Resume the passage on reason and the soft, feeble side of the human soul, picking up right after its last sentence.

━━━ Extract

There is in the Souls of all men, in a manner, naturally somewhat lasche, mean, low-spirited, in a sort emasculate and feeble; were there nothing else, man would be the most deformed thing in the World; but Reason the Lady and Empress of all things, is at hand to help; which bearing up on her own strength, and advancing farther, becometh, at length, accomplish'd Vertue
[tr. Wase (1643)]

Every soul of man has naturally something soft, low, enervated in a manner, and languid. Were there nothing besides this, men would be the greatest of monsters; but there is present to every man reason, which presides and gives law to all, which by improving itself, and making continual advances, becomes perfect virtue.
[tr. Main (1824)]

There is, in the minds of nearly all men, by nature, something soft, abject, low, enervated somehow, and languid, doting. If this were all, nothing were more disgusting than man. But there is also the mistress and queen of all things, reason, who, supported by herself, and after long progress, becomes perfect virtue.

━━━━━━
━━━ Data segment

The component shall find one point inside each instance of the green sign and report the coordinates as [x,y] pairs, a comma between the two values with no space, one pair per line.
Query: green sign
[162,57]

━━━━━━

Response
[tr. Otis (1839)]

There is naturally in the soul of almost every man something soft, low, earthy, in a certain degree nerveless and feeble. But reason is at hand, mistress and queen of all, which by its own force striving and advancing upward, becomes perfect virtue.
[tr. Peabody (1886)]

There is in practically everybody's souls by nature something soft, lowly, abject, nerveless so to speak, and feeble. If there were nothing else, a human being would be the ugliest thing that exists. But at hand is the mistress and queen of all, Reason, which through its own strivings advances forward and becomes perfected virtue.
[tr. Douglas (1990)]

Nature has seen to it that there is in the souls of virtually all people an element of softness, of lowliness, of the abject, of, as it were, what is nerveless and feeble. If he possessed nothing beyond this, man would be the most hideous of all creatures; but at his side stands reason, the mistress and queen of all, who through striving by her own strength and forging onward becomes perfected virtue.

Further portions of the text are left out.